__Material supplied__:
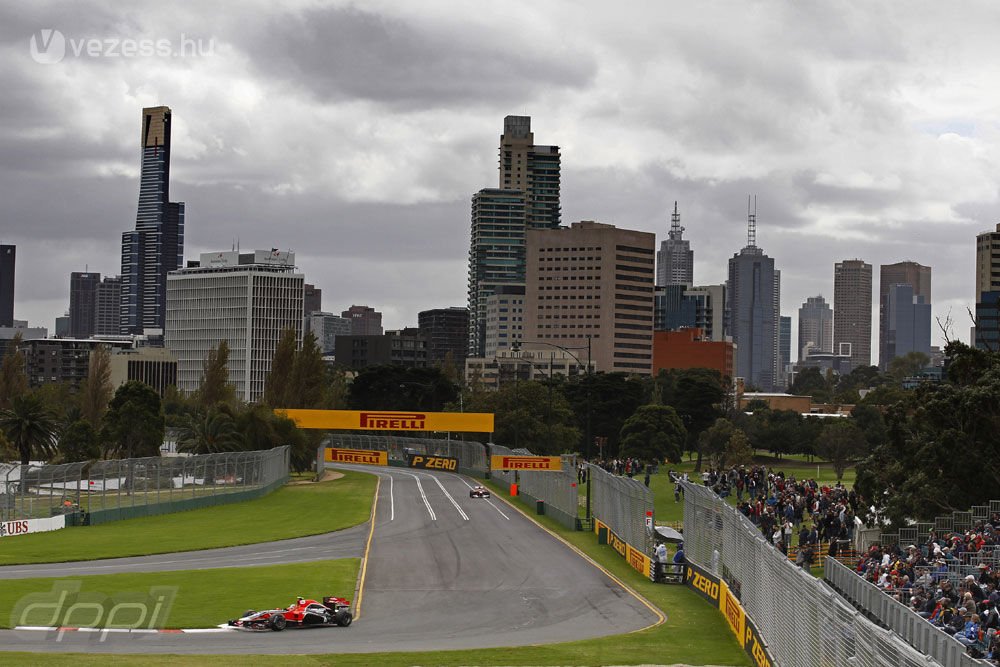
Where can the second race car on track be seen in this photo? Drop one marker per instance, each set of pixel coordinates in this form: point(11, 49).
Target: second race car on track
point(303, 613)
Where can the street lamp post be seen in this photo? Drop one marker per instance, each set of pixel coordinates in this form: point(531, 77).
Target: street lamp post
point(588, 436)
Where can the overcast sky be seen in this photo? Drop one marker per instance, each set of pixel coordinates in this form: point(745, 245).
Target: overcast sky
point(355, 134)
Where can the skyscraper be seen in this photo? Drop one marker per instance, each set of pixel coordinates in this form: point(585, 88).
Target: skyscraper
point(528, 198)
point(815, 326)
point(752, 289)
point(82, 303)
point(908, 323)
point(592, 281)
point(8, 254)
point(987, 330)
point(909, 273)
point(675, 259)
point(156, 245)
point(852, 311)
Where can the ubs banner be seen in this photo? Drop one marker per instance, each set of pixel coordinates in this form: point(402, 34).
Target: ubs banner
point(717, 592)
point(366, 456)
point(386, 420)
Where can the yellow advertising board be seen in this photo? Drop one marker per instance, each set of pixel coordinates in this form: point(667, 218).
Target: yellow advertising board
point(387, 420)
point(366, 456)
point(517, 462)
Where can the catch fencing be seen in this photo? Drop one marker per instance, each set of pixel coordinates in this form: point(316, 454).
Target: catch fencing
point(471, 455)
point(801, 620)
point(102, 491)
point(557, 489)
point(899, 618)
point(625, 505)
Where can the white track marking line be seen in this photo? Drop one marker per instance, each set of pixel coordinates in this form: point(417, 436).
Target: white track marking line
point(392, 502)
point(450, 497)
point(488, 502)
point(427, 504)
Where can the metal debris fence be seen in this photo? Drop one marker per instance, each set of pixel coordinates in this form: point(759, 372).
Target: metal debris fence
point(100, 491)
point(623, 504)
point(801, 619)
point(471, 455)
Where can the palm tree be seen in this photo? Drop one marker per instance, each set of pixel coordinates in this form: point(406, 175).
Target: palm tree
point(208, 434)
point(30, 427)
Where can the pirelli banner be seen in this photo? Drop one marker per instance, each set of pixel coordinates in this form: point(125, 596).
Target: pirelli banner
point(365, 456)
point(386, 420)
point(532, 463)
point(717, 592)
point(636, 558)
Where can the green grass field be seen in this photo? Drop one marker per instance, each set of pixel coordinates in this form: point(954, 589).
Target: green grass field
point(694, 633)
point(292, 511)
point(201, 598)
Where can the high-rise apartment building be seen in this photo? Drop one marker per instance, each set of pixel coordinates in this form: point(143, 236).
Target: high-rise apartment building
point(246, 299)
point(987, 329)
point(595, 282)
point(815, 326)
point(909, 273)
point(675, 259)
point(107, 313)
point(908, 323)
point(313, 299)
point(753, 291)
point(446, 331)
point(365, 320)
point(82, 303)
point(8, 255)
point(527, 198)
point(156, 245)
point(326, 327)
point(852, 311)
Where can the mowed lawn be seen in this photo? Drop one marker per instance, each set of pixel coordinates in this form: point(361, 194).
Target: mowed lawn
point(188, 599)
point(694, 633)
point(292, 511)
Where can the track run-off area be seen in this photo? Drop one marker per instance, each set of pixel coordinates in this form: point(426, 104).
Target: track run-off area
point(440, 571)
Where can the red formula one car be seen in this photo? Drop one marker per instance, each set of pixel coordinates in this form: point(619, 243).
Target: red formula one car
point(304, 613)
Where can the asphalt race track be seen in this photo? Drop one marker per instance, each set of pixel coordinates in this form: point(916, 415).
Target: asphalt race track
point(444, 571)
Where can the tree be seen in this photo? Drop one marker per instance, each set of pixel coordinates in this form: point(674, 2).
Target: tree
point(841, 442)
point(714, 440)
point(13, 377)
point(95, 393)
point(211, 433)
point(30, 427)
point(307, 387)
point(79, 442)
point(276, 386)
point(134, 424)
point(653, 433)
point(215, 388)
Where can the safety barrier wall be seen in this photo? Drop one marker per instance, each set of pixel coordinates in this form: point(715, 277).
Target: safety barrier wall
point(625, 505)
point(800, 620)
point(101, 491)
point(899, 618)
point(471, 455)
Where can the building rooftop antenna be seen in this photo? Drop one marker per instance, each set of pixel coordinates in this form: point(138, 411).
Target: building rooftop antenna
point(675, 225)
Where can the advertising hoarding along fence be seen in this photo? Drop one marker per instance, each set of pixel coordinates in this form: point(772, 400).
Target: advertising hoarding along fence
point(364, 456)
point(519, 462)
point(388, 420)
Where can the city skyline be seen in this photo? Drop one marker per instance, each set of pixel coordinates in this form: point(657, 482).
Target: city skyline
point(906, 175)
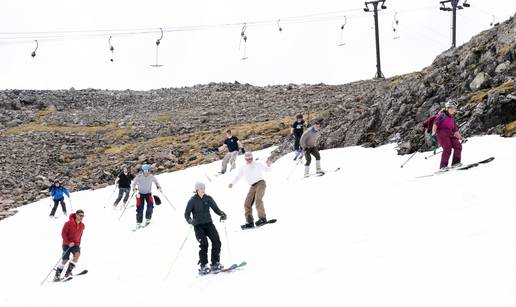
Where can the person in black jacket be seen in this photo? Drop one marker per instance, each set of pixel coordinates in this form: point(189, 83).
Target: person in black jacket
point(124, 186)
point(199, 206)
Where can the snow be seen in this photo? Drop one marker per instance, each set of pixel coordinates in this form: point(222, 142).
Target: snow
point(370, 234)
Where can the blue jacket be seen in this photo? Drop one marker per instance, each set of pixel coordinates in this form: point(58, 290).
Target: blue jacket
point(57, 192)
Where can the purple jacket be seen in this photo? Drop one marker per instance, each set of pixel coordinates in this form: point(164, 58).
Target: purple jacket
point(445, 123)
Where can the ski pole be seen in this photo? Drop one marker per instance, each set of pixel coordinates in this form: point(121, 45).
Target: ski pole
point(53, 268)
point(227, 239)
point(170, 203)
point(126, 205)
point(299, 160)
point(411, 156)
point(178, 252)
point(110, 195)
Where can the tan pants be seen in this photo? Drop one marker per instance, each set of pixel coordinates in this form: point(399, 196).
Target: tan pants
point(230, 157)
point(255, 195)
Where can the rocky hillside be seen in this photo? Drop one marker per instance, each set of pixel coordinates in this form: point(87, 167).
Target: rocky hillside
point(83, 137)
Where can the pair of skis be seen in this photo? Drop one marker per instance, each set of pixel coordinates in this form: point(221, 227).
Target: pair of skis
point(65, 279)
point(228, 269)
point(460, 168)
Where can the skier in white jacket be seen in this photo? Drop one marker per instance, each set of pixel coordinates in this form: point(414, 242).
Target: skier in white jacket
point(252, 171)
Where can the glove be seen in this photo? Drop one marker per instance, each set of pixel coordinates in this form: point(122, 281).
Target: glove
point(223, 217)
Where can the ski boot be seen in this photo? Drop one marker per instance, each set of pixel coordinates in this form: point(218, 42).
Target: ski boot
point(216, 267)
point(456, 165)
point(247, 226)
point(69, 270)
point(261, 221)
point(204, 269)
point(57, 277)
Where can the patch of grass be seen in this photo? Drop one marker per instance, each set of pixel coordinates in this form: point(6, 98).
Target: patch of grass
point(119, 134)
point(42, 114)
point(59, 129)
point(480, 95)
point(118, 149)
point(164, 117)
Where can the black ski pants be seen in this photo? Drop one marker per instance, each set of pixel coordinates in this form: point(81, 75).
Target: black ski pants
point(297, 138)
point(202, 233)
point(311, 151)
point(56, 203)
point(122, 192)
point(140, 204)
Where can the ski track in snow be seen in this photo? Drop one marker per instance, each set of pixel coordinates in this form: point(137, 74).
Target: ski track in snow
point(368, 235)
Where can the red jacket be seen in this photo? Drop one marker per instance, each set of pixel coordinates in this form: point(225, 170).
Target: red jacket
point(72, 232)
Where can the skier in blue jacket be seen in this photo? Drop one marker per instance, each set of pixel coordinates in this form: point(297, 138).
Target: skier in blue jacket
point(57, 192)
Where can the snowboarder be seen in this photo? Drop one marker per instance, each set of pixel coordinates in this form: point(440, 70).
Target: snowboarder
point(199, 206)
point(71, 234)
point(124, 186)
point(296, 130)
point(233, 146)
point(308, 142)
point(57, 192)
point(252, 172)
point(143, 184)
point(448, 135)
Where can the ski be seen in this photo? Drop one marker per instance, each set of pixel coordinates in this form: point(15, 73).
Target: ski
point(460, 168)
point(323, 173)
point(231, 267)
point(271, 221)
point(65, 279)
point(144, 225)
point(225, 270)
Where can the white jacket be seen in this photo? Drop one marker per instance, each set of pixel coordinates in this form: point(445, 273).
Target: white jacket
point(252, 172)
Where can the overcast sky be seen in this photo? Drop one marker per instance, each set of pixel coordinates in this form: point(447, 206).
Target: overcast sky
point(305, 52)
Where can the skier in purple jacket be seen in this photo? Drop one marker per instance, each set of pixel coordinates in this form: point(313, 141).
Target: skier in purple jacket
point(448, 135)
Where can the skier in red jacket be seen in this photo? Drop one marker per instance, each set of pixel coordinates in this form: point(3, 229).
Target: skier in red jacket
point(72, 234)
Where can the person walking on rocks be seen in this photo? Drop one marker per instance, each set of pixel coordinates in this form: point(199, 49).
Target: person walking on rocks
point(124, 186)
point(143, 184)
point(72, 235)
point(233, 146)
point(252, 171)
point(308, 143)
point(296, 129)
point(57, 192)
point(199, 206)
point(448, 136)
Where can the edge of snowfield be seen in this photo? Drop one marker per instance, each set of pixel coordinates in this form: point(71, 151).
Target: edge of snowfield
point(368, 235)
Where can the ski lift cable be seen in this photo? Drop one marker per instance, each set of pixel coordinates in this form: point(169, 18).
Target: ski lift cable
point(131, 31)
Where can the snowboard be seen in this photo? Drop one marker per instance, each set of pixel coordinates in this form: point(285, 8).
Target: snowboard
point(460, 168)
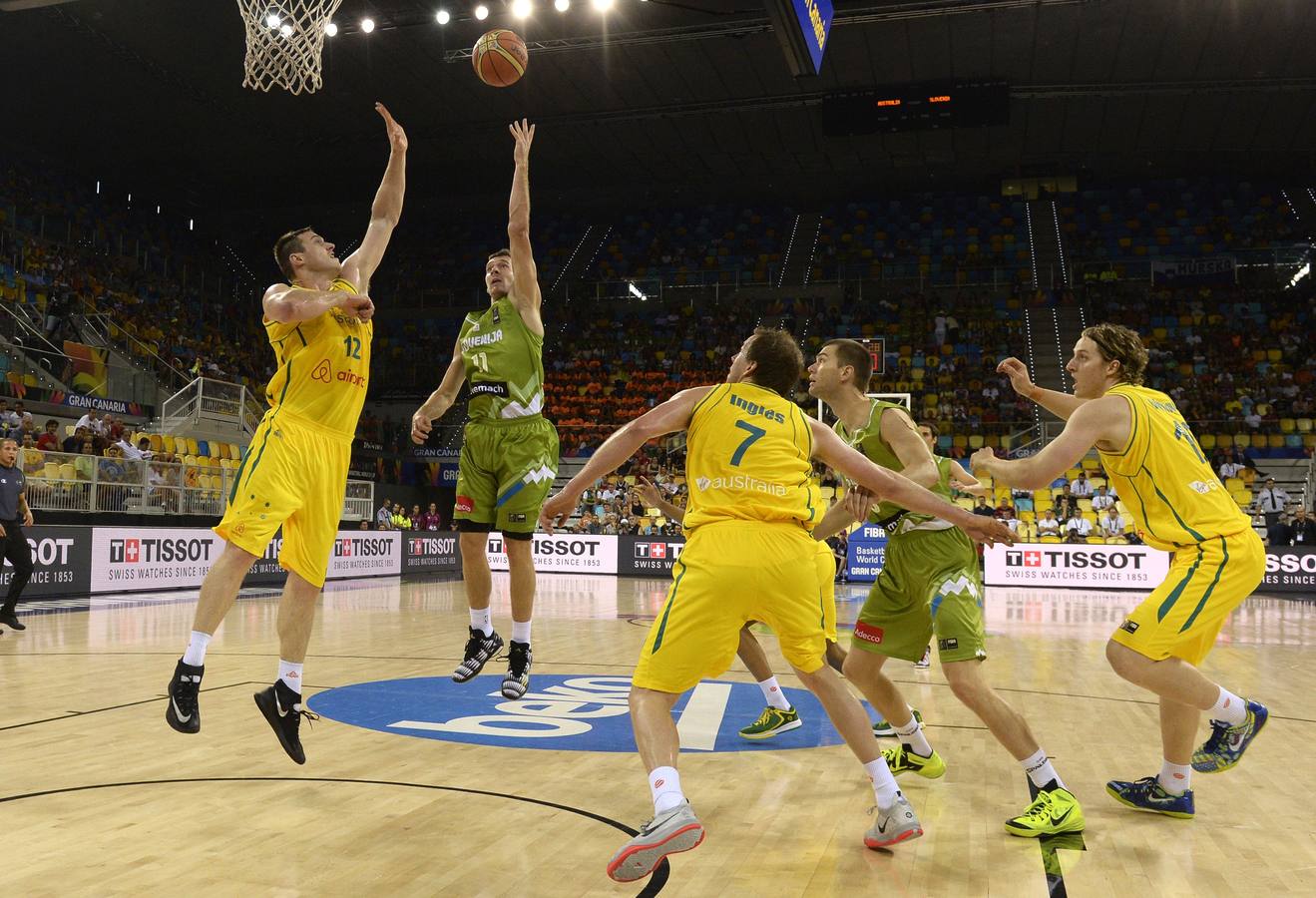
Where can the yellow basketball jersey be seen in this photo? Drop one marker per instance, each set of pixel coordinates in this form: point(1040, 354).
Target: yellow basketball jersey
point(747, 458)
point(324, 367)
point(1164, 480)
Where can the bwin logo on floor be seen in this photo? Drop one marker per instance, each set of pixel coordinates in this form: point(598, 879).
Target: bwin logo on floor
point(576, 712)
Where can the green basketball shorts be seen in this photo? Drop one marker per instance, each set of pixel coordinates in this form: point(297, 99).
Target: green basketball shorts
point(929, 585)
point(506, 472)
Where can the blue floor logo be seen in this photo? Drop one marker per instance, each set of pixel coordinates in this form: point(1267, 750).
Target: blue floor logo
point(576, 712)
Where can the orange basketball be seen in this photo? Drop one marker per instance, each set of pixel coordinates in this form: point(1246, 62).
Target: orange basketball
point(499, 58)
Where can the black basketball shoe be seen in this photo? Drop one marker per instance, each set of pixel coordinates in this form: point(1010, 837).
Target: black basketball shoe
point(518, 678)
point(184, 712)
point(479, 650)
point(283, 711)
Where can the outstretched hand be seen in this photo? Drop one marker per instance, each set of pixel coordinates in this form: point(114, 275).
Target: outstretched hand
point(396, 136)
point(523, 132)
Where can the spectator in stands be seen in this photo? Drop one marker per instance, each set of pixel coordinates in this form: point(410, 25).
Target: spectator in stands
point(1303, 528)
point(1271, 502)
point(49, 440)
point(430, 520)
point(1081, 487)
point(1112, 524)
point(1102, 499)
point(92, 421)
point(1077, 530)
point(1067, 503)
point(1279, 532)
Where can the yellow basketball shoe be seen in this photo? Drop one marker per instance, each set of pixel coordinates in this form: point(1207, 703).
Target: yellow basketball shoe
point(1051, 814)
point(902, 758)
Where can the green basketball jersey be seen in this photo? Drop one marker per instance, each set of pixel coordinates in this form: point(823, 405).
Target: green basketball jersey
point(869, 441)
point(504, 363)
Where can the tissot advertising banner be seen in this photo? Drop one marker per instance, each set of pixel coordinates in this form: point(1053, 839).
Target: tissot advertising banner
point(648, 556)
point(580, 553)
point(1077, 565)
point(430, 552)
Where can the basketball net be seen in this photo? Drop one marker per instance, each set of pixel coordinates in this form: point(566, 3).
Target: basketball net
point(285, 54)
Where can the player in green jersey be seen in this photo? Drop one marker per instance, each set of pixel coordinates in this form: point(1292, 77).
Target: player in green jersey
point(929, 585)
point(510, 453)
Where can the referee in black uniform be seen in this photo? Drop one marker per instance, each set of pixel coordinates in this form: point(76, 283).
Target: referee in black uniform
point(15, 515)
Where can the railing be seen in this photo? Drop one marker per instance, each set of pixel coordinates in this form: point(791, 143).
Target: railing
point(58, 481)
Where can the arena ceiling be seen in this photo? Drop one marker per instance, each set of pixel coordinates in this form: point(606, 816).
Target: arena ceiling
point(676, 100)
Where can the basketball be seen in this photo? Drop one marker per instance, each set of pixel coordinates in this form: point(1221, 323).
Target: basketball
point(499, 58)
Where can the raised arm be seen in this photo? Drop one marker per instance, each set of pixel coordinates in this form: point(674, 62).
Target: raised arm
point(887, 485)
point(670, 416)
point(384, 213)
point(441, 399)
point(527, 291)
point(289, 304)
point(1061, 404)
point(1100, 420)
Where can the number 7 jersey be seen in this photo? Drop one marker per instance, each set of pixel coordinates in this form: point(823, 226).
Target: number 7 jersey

__Exercise aim__: From the entries above, set out the lines starting at the one containing "form: point(447, 206)." and ending at the one containing "point(131, 31)" as a numbered list, leaving out any blank lines.

__Final result__:
1. Where can the overcast sky be seen in this photo? Drop one marker per instance, each set of pixel coordinates in this form: point(447, 206).
2. Target: overcast sky
3. point(305, 52)
4. Where can the skier in purple jacket be seen in this photo? Drop one marker per instance, each set of pixel coordinates in this form: point(313, 141).
5. Target: skier in purple jacket
6. point(448, 135)
7. Where can the skier in red jacket be seen in this photo? Drop one marker per instance, each set of pixel coordinates in this form: point(3, 229).
8. Target: skier in red jacket
9. point(72, 234)
10. Where can the person walking on rocks be seen in this photo? Drop one marker per instance, each set of pixel coordinates in this form: point(199, 49).
11. Target: person walking on rocks
12. point(124, 186)
13. point(143, 184)
14. point(72, 235)
15. point(233, 146)
16. point(252, 171)
17. point(308, 143)
18. point(296, 129)
19. point(57, 192)
20. point(199, 206)
21. point(448, 136)
22. Where can the edge of snowfield be seen in this photo? Drop one marker per instance, each set of pixel coordinates in this form: point(71, 151).
23. Target: edge of snowfield
24. point(368, 235)
25. Where can the ski lift cable be seen in this photo? Drop one marker per instance, each set of pixel coordinates in this form: point(169, 18).
26. Target: ski lift cable
27. point(131, 31)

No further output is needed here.